(Rows from a pointing dataset)
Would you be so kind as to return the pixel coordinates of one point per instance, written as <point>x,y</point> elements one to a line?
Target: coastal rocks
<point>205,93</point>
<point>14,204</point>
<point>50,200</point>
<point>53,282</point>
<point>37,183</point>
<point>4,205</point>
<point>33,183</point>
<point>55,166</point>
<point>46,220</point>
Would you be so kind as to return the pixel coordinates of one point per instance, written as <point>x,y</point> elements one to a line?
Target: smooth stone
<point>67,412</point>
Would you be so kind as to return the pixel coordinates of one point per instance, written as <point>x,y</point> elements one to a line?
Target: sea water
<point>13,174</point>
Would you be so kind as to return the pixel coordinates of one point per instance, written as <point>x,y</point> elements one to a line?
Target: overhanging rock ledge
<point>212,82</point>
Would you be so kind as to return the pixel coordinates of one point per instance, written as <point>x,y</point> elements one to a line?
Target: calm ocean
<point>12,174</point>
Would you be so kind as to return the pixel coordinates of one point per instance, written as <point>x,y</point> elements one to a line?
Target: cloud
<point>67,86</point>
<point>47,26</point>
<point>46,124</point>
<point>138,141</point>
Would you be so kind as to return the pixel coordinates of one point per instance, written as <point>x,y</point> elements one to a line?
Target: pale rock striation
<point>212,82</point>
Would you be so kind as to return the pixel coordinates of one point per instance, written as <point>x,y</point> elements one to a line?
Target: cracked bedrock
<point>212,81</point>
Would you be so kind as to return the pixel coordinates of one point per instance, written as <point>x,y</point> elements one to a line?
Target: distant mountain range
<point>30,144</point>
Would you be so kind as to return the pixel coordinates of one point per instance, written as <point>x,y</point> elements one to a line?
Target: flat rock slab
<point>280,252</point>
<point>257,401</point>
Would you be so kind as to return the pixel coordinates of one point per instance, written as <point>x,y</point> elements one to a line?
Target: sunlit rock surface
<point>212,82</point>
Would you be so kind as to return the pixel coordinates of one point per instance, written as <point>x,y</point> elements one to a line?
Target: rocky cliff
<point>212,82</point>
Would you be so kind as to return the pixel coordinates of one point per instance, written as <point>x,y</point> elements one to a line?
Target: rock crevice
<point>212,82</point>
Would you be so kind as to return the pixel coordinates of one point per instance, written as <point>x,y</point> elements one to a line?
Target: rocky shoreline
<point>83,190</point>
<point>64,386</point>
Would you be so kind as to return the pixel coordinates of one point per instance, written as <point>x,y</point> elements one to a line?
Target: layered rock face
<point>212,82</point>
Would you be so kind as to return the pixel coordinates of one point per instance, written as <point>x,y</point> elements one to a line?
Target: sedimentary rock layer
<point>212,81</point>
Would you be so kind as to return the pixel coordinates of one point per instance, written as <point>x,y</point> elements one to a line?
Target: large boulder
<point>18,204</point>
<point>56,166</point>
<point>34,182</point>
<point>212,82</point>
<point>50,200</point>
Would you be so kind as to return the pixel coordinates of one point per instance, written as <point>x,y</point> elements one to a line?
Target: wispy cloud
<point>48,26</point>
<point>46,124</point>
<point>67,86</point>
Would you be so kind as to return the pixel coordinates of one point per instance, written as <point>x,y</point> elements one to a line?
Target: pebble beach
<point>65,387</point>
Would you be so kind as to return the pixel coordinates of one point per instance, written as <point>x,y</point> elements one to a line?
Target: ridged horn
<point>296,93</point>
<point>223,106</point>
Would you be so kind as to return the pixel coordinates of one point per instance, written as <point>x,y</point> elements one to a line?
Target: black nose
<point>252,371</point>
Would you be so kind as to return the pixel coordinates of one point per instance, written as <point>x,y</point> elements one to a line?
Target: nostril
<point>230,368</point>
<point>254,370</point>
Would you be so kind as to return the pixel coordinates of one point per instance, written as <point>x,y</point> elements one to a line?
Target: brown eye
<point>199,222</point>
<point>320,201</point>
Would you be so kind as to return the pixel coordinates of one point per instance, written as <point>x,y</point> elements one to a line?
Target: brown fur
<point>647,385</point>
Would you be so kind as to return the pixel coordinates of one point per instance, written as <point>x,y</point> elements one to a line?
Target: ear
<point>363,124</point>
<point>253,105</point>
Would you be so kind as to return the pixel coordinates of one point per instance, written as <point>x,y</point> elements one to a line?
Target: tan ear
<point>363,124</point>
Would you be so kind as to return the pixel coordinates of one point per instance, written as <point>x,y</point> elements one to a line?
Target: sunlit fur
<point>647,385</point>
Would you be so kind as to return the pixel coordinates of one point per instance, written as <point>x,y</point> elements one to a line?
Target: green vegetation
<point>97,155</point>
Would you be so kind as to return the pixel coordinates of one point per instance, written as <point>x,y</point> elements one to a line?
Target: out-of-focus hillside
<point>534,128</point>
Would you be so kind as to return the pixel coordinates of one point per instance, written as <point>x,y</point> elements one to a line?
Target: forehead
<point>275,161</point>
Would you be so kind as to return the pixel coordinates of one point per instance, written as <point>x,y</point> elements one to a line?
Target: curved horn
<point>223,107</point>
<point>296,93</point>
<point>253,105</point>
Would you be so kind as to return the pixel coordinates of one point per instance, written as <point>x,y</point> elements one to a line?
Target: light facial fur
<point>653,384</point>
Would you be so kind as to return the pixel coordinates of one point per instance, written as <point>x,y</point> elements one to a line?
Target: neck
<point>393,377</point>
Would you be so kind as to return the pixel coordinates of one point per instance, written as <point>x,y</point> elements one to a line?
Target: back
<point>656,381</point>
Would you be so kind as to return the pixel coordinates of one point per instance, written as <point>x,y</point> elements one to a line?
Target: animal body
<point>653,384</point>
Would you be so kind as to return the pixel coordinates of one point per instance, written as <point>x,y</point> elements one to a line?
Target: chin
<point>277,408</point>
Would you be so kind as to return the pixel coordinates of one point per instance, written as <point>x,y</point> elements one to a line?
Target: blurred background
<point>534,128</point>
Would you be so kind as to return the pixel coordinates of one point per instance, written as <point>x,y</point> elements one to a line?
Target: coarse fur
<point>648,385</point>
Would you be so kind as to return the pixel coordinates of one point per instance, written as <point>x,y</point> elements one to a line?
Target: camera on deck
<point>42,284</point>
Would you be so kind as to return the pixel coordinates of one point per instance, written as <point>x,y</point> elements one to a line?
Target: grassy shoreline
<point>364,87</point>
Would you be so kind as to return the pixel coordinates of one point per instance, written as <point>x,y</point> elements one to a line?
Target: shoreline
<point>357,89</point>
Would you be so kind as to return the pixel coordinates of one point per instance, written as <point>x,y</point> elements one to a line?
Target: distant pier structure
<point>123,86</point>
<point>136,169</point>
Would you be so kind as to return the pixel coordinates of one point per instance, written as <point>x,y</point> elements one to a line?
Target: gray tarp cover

### Required task
Please rewrite all of the entries above, putting "Object" wherever "Target" appears and keeping every other word and line the same.

### Answer to the task
Would you be so kind as to return the pixel coordinates of one point per instance, written as <point>x,y</point> elements one to a line?
Object: coastal rocks
<point>205,93</point>
<point>14,204</point>
<point>50,200</point>
<point>53,282</point>
<point>37,183</point>
<point>4,205</point>
<point>33,183</point>
<point>55,166</point>
<point>46,220</point>
Would you be so kind as to return the pixel coordinates of one point per instance, written as <point>x,y</point> elements one to a line?
Object: smooth stone
<point>67,412</point>
Would you be so kind as to return the pixel coordinates of one point per instance, written as <point>x,y</point> elements one to a line?
Object: sea water
<point>13,174</point>
Would you be so kind as to return the pixel coordinates of one point per instance, written as <point>x,y</point> elements one to a line?
Object: overhanging rock ledge
<point>212,82</point>
Would you be so kind as to return the pixel coordinates of one point per instance, written as <point>x,y</point> elements one to a line?
Object: calm ocean
<point>12,174</point>
Would you be so kind as to return the pixel coordinates of one point per instance, written as <point>x,y</point> elements one to a line?
Object: cloud
<point>67,86</point>
<point>47,26</point>
<point>46,124</point>
<point>138,141</point>
Would you be so kind as to return the pixel coordinates of one point per instance, written as <point>x,y</point> elements one to a line?
Object: pale rock striation
<point>212,82</point>
Would you be so kind as to return the pixel coordinates of one point per instance, written as <point>x,y</point> elements one to a line?
Object: cracked bedrock
<point>212,81</point>
Would you be so kind as to return the pixel coordinates of one point per instance, written as <point>x,y</point> elements one to a line?
Object: distant mountain range
<point>30,144</point>
Would you be so kind as to return the pixel coordinates of one point per instance, written as <point>x,y</point> elements one to a line?
Object: flat rock slab
<point>280,252</point>
<point>257,401</point>
Would you be so kind as to return the pixel coordinates of one point per instance, written as <point>x,y</point> elements one to a line?
Object: sunlit rock surface
<point>212,82</point>
Would you be so kind as to return the pixel coordinates of one point per instance, written as <point>x,y</point> elements one to a line?
Object: rocky cliff
<point>212,82</point>
Would you be so kind as to return the pixel coordinates of one point per instance, written as <point>x,y</point> elements one to a line?
Object: rock crevice
<point>212,82</point>
Would you be so kind as to return the pixel coordinates of one point per instance, written as <point>x,y</point> elements one to a line?
Object: rocky shoreline
<point>83,190</point>
<point>64,386</point>
Would you be so kind as to return the pixel coordinates of one point per instance, written as <point>x,y</point> elements one to a line?
Object: layered rock face
<point>212,82</point>
Would you be so kind as to return the pixel coordinates of one point per instance, written as <point>x,y</point> elements one to a line?
Object: sedimentary rock layer
<point>212,81</point>
Would you be so kind as to return the pixel coordinates of one point per instance, written as <point>x,y</point> elements one to a line?
Object: large boulder
<point>18,204</point>
<point>56,166</point>
<point>34,182</point>
<point>212,82</point>
<point>50,200</point>
Would you be so kind as to return the pixel coordinates of one point per instance, written as <point>x,y</point> elements one to a line?
Object: wispy cloud
<point>48,26</point>
<point>46,124</point>
<point>67,86</point>
Would you be so kind as to return the pixel coordinates of one point per instance, written as <point>x,y</point> elements one to a line?
Object: pebble beach
<point>65,387</point>
Would you be so kind as to return the pixel coordinates of one point per instance, written as <point>x,y</point> elements one to a line?
Object: ridged horn
<point>296,93</point>
<point>223,106</point>
Would you be so kind as to return the pixel coordinates of one point per instance, written as <point>x,y</point> elements one to a line?
Object: black nose
<point>252,371</point>
Would you be so kind as to return the pixel coordinates of one point per instance, written as <point>x,y</point> elements one to a line?
Object: nostril
<point>230,368</point>
<point>254,370</point>
Would you be so kind as to return the pixel coordinates of one point per instance, written as <point>x,y</point> elements one to a line?
Object: brown eye
<point>199,222</point>
<point>320,201</point>
Would you be so kind as to return the pixel coordinates of one point per instance, written as <point>x,y</point> elements one to a line?
Object: brown fur
<point>647,385</point>
Would you be so kind as to return the pixel coordinates of one point per instance, written as <point>x,y</point> elements one to a line?
Object: ear
<point>363,124</point>
<point>253,105</point>
Would you be so kind as to return the pixel coordinates of one point per instance, written as <point>x,y</point> elements one to a line?
Object: tan ear
<point>363,124</point>
Would you be so kind as to return the pixel coordinates of one point per instance, written as <point>x,y</point> elements one to a line?
Object: sunlit fur
<point>647,385</point>
Would you be so kind as to return the pixel coordinates of one point per instance, written as <point>x,y</point> elements one to a line?
Object: green vegetation
<point>97,155</point>
Would you be so kind as to return the pixel coordinates of one point per instance, written as <point>x,y</point> elements one to a line?
Object: out-of-focus hillside
<point>534,128</point>
Would you be so kind as to return the pixel coordinates of one point per instance, written as <point>x,y</point> elements one to a line?
Object: forehead
<point>275,161</point>
Would you be so kind as to return the pixel coordinates of one point per instance, written as <point>x,y</point> elements one to a line?
Object: curved horn
<point>223,107</point>
<point>296,93</point>
<point>253,105</point>
Would you be so kind as to return the pixel coordinates of one point per instance, written as <point>x,y</point> elements one to a line?
Object: light facial fur
<point>653,384</point>
Would you be so kind as to return the pixel coordinates of one point per instance, written as <point>x,y</point> elements one to a line?
Object: neck
<point>393,377</point>
Would you be so kind as to return the pixel coordinates of one point per instance, written as <point>x,y</point> elements one to a line?
Object: back
<point>656,381</point>
Would you be so kind as to return the pixel coordinates of one point per instance, written as <point>x,y</point> elements one to a line?
Object: animal body
<point>653,384</point>
Would you be so kind as to return the pixel coordinates of one point per instance, written as <point>x,y</point> elements one to a line?
Object: chin
<point>277,408</point>
Would you be so kind as to return the pixel coordinates of one point per instance, written as <point>x,y</point> elements one to a line?
Object: blurred background
<point>534,128</point>
Would you be so kind as to return the pixel coordinates of one point per instance, written as <point>x,y</point> elements one to a line?
Object: coarse fur
<point>648,385</point>
Would you be so kind as to return the pixel coordinates of one point per instance, written as <point>x,y</point> elements one to a line?
Object: camera on deck
<point>42,284</point>
Would you be so kind as to return the pixel coordinates of one point per instance, written as <point>x,y</point> elements one to a line?
Object: grassy shoreline
<point>364,87</point>
Would you be so kind as to return the pixel coordinates of one point per instance, written as <point>x,y</point> elements one to a line?
Object: shoreline
<point>357,89</point>
Would you be so kind as to return the pixel coordinates of one point per instance, written as <point>x,y</point> elements one to a line?
Object: distant pier structure
<point>123,86</point>
<point>136,169</point>
Would you be so kind as to return the pixel coordinates of one point per instance, written as <point>x,y</point> elements one to a line?
Object: gray tarp cover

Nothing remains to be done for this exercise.